EXERCISE TEXT —
Blog tour stops include:

Stop 1              24 Jan – Jeanette O’Hagan

Stop 2              25 Jan – Paula Vince
Stop 3              27 Jan – Mimi Emmanuel
Stop 4              29 Jan – Lynn Fowler
Stop 5              1 Feb – Maree Long


Today, I’m giving away a copy of Like a Girl to the person (not involved in anthology) who leaves best comment on the positive impact of girl’s education either personally or in the life of someone connected to them. This competition is open until 1 February, 2016. Winner to be announced on this blog.

I will also be giving away a copy of Another Time Another Place to the first person to sign up to my email Newsletter (see in side bar.)

Three other copies of Like a Girl are on offer through Like a Girl Rafflecopter.

a Rafflecopter giveaway


Next Exciting Stop

The next step on the Blog Tour is with multi-published, award-winning author of intriguing and thought provoking New Adult inspirational fiction, Paula Vince. I love Paula’s stories and am looking forward to her post on Monday 25 January 2016. You will be able find it here.

TASK SET —
**A.** Answer these questions about the blog tour post, marking each answer as the question is marked:
(i) On what date is Stop 4, and who hosts it?
(ii) Until what date is the comment competition open?
(iii) What will the first person to sign up to the email Newsletter receive?
**B.** Summarize the blog tour post in three sentences.
**C.** Return the part of the blog tour post that opens with the words containing "Today, I’m giving" and closes with "in side bar.)", copied without any change.
The lines after this text come from a separate source.

[Saved entries]
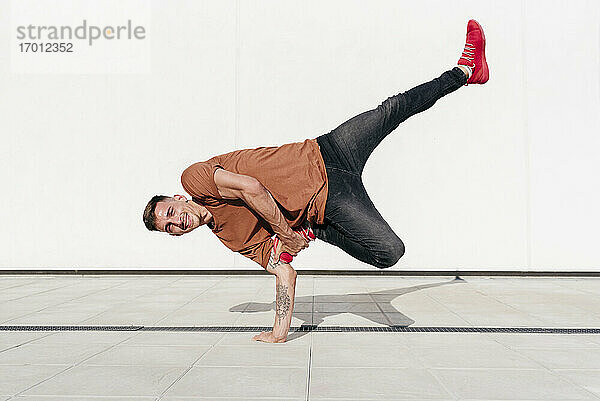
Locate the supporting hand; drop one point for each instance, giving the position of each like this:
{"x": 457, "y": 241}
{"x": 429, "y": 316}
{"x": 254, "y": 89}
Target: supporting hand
{"x": 291, "y": 244}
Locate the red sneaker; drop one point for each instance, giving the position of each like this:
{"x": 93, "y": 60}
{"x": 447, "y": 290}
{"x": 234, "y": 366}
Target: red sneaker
{"x": 474, "y": 54}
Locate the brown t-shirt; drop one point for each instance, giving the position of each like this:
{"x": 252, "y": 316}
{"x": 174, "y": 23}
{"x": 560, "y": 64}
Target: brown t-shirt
{"x": 294, "y": 174}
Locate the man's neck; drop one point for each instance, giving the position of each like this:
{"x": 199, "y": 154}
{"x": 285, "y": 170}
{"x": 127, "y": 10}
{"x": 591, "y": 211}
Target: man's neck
{"x": 203, "y": 213}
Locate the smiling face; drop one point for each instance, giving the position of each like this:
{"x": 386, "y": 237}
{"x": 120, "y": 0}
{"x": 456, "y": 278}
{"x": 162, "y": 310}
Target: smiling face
{"x": 177, "y": 216}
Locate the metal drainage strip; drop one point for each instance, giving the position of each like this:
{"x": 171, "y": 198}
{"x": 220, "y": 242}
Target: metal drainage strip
{"x": 307, "y": 328}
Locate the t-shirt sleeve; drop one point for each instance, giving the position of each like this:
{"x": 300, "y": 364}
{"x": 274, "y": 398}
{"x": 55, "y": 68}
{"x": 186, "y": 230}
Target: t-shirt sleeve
{"x": 259, "y": 253}
{"x": 198, "y": 180}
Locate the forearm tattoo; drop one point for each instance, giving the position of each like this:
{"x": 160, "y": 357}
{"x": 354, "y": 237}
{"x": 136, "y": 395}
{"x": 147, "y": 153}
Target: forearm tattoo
{"x": 272, "y": 262}
{"x": 282, "y": 302}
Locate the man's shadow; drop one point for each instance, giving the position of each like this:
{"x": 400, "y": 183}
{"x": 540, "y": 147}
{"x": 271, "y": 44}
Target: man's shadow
{"x": 374, "y": 306}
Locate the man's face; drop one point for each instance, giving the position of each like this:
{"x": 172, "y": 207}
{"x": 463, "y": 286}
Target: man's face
{"x": 175, "y": 216}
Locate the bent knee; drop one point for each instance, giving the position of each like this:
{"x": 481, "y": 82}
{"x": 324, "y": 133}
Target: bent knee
{"x": 389, "y": 254}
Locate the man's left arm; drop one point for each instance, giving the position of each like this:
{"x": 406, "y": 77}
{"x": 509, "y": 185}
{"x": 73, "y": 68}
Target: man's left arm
{"x": 285, "y": 288}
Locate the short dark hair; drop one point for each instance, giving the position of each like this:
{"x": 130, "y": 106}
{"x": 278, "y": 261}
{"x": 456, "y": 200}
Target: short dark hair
{"x": 149, "y": 216}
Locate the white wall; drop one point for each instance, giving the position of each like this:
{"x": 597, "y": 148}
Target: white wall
{"x": 502, "y": 176}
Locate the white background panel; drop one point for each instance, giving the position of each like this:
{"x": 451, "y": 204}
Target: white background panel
{"x": 564, "y": 113}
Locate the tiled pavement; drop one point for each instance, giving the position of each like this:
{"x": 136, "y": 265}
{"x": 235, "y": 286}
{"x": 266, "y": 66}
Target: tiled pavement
{"x": 178, "y": 366}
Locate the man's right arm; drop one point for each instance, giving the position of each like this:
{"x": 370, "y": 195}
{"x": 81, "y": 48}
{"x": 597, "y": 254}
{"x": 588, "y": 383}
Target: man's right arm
{"x": 256, "y": 196}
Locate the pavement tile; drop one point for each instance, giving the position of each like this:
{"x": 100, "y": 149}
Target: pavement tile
{"x": 141, "y": 381}
{"x": 380, "y": 383}
{"x": 16, "y": 378}
{"x": 505, "y": 384}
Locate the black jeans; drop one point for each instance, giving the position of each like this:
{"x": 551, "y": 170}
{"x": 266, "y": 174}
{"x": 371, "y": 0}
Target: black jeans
{"x": 352, "y": 222}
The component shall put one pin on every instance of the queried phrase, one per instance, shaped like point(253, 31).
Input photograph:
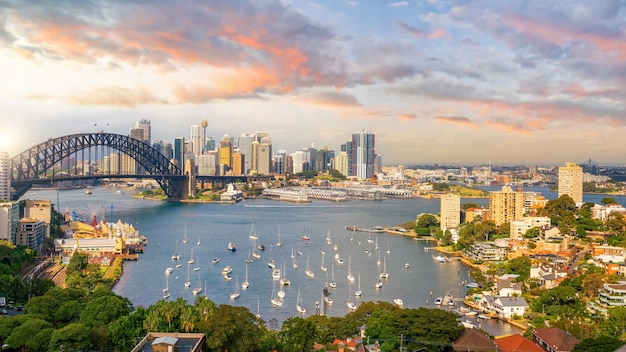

ANSWER SET —
**A.**
(i) 29 Jan, hosted by Lynn Fowler.
(ii) 1 February, 2016.
(iii) A copy of Another Time Another Place.

**B.** The blog tour has five stops from 24 Jan to 1 Feb, hosted by Jeanette O'Hagan, Paula Vince, Mimi Emmanuel, Lynn Fowler and Maree Long. A copy of Like a Girl will go to whoever leaves the best comment on the positive impact of girl's education, with the competition open until 1 February, 2016. A copy of Another Time Another Place goes to the first person to sign up to the email Newsletter, three more copies of Like a Girl are offered through a Rafflecopter giveaway, and the next stop is with author Paula Vince on Monday 25 January 2016.

**C.**
Today, I’m giving away a copy of Like a Girl to the person (not involved in anthology) who leaves best comment on the positive impact of girl’s education either personally or in the life of someone connected to them. This competition is open until 1 February, 2016. Winner to be announced on this blog.

I will also be giving away a copy of Another Time Another Place to the first person to sign up to my email Newsletter (see in side bar.)